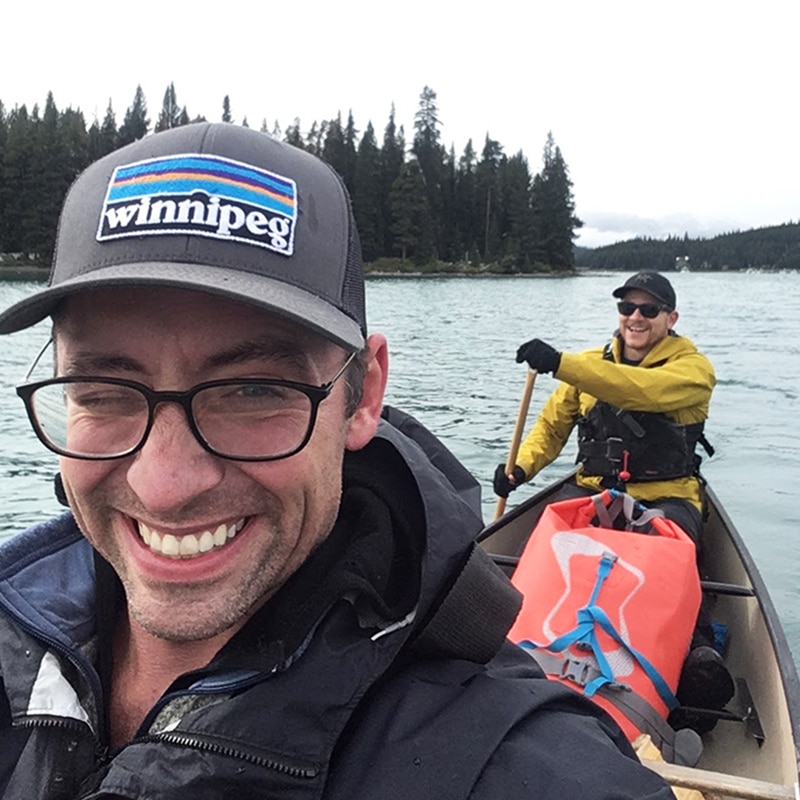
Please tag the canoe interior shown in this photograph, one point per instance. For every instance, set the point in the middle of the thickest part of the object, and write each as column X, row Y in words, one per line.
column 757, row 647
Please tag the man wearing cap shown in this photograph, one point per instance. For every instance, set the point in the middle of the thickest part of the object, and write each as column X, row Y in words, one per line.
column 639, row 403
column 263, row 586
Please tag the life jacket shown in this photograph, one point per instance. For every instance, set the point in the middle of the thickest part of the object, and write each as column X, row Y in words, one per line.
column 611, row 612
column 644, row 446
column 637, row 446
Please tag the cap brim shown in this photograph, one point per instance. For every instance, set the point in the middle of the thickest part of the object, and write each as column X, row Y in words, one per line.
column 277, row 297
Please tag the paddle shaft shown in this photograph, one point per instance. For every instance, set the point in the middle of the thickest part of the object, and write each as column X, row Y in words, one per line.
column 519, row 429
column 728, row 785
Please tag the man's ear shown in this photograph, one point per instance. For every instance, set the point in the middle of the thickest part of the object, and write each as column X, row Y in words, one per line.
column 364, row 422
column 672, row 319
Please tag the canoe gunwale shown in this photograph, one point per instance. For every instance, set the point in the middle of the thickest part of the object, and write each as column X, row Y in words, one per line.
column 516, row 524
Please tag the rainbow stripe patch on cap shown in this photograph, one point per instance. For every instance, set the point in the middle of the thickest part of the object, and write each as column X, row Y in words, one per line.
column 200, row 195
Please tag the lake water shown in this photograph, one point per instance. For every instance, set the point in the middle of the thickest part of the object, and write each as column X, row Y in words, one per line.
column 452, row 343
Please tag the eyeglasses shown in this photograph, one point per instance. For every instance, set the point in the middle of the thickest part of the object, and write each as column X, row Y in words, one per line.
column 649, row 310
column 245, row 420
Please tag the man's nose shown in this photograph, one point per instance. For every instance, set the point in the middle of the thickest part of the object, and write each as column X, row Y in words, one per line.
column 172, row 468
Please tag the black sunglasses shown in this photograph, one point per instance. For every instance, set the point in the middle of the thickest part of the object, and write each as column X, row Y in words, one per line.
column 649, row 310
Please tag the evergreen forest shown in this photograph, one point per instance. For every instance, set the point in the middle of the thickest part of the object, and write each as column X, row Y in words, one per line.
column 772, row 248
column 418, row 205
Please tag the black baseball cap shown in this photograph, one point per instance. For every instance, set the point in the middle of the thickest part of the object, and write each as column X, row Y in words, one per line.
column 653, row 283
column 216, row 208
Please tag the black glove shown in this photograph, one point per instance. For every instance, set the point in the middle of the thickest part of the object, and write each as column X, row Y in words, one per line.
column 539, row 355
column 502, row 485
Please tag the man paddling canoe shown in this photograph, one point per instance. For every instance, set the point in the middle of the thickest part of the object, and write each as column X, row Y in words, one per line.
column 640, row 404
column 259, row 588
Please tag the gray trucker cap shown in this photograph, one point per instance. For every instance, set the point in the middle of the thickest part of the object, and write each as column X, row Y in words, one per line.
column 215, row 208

## Compito assegnato
Disponi tutti i dati qui sopra come una lista JSON di stringhe, una per ogni riga, omettendo le righe vuote. Escludi le immagini dalla risposta.

## Soluzione
[
  "Please tag the canoe interior shown in this photograph, one point per instance. For every instance, set the point in the middle of the thickest part of the object, and write each as column X, row Y in words, one per line.",
  "column 757, row 647",
  "Please tag the man wearing cap shown in this photograph, one point per instance. For every instance, set the point in the middle of the thickest part of the object, and write each as column X, row Y in words, one per line.",
  "column 639, row 403",
  "column 263, row 586",
  "Please tag the life jacket shown in this photograph, one point per instance. For every instance, set the point in the middle of the thickest part of the object, and write each as column X, row Y in words, one per line.",
  "column 611, row 612",
  "column 644, row 446",
  "column 637, row 446",
  "Please tag the cap brim shown in this photograph, one point per instance. For every instance, set the point in the middle of the thickest part of the object, and write each as column X, row Y in words, one per line.",
  "column 277, row 297",
  "Please tag the paddle shaft shown in this photograph, one point per instance. For every instance, set the point in the middle of the thickest part of the object, and write each as column X, row Y in words, one per line.",
  "column 519, row 429",
  "column 728, row 785",
  "Please tag the man's ear shown in this photograph, one point per instance. For every instance, set the point in the middle of the thickest part of the object, and write each as column X, row Y in words, one per line.",
  "column 364, row 422",
  "column 672, row 319",
  "Please tag the canoe gunwale shown in this photograph, one point per instance. For every instance, set the point in the middle of the thickest part of the object, and write each as column X, row Y in words, one per line.",
  "column 516, row 524",
  "Please tag the rainbow stripe patch on cap shown in this photograph, one point per instance. For every instance, set the point in the middle of the thickest part of the object, and write each as column X, row Y in words, one per line.",
  "column 200, row 195",
  "Please tag the lake water shown in this photograph, one point per instance. For every instance, set the point in the middle of the thickest part of the object, and write each as column X, row Y in words, one per line.",
  "column 452, row 343",
  "Please tag the eyeglasses shown in this photograph, one point per instance. For every instance, set the point in the middle of the thickest part of the object, and write each as column X, row Y in words, one per line.",
  "column 649, row 310",
  "column 245, row 420",
  "Please tag the man's nose shown in this photograph, one point per instance. For every instance, set the point in the middle of the thickest part of the object, and write each as column X, row Y in words, one per line.",
  "column 172, row 468",
  "Please tag the black sunglasses shown in this photograph, one point per instance. For every instance, set the point in the middle of the thickest part of the object, and write each as column X, row Y in words, one per line.",
  "column 649, row 310",
  "Please tag the evergreen forest shown in this photograph, one point per instance. For every instance, set the point in the middle of the thickest part of the object, and write each as column X, row Y in words, one per line.",
  "column 772, row 248",
  "column 418, row 205",
  "Please tag the black baseball cap shown in this photograph, one point per instance. For every instance, set the point in the middle of the thickest part of the object, and write each as column X, row Y in words, one per line.",
  "column 653, row 283",
  "column 216, row 208",
  "Please tag the black glove shown in this photograph, one point per instance. For every instance, set the point in the middle of the thickest part of the object, and write each as column X, row Y in words, one per line.",
  "column 539, row 355",
  "column 502, row 485",
  "Please tag the man paddling canoe shown in this photograph, one point per instance. For every instance, set the point in the middle of the thickest part of the object, and write each as column X, row Y in words, one per line.",
  "column 640, row 404",
  "column 259, row 588",
  "Please tag the gray trucker cap shown in this photograph, one point per instance. For every instance, set the point in the middle of the thickest part of the object, and write each as column X, row Y in words, one per line.",
  "column 215, row 208"
]